Resume the forum post on deck termite precautions and roof extenders, continuing directly after its final sentence.

Source:
==*==

Firstly - yes, you need to ultra anal about the 75 mm post clearance and all other anti - termite measures. Why, well, they are termites, and the slack builders cause most of the issues with termite infestations. Having the deck eaten is one thing, but providing a bridge into your house is another thing all together, and thats what is most important. The deck and subfloor is pretty tough chewin' for the termites but your house ??? Secondly, its the law, enough said. 
On the roof extendas - tin or tile makes no real difference. Sure the tiled roof is way easier to access but you still have to do ultra neat, time consuming work cutting the tiles so the pissy little flashing that comes in the kit will fit. Otherwise you have to go and spend another $ 45 per post and get a proper lead collar / neoprene flashing to effectively flash over the complete tile. The flashing that comes in the kit is perfect for a tin roof and only just useable on a tiled roof. Pulling a sheet of tin up is no big deal and you know that the tin wont crack or break. To do it properly the tin should be removed so you can drill through the rafter aswell as the top plate, and for that you need room.

==*==

Material provided:
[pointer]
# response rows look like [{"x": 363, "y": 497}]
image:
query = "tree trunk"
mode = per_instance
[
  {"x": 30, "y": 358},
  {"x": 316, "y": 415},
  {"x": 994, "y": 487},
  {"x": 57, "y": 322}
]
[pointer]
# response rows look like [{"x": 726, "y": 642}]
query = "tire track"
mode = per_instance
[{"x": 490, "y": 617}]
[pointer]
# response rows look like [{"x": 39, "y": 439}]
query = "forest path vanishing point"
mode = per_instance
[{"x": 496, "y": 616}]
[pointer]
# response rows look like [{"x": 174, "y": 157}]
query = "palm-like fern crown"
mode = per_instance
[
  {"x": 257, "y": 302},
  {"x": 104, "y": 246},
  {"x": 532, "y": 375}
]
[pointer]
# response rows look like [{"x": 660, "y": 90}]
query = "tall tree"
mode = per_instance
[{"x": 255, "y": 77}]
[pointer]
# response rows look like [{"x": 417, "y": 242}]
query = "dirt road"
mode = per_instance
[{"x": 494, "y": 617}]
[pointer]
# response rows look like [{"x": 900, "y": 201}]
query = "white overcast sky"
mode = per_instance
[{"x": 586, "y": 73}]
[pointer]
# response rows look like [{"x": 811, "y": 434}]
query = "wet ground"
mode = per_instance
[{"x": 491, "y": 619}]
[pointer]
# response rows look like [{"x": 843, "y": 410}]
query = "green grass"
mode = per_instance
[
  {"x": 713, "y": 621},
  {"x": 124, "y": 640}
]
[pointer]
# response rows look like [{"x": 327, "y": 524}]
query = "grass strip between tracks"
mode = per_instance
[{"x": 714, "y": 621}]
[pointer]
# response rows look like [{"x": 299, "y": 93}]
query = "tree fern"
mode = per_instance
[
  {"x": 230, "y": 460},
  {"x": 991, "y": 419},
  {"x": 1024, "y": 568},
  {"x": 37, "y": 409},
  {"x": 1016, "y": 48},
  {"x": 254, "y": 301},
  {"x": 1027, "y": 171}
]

==*==

Output:
----------


## jkirky

Bloss, you really do need to lift the sheets with roof extend as to do it properly you should be side bolting to the rafters... as I said, it's not that bad but it is a pain- annoying Job, particularly when handling tin in the warmer months... 
Ringtail, I believe you mis interpreted my post, I was rather saying no need to be too anal about the 75mm clearance as a requirement for the certifier... Ie, Private certifying is a somewhat "loose" practise. Well at least from my experience and observations. This is mainly due to the building proff. Board having very minimal powers. To my knowledge only 1 certifier has had their licence revoked since the instigation of the Board. It is simply not a black and white process (even though it probably should be)

----------


## Bloss

> Bloss, you really do need to lift the sheets with roof extend as to do it properly you should be side bolting to the rafters... )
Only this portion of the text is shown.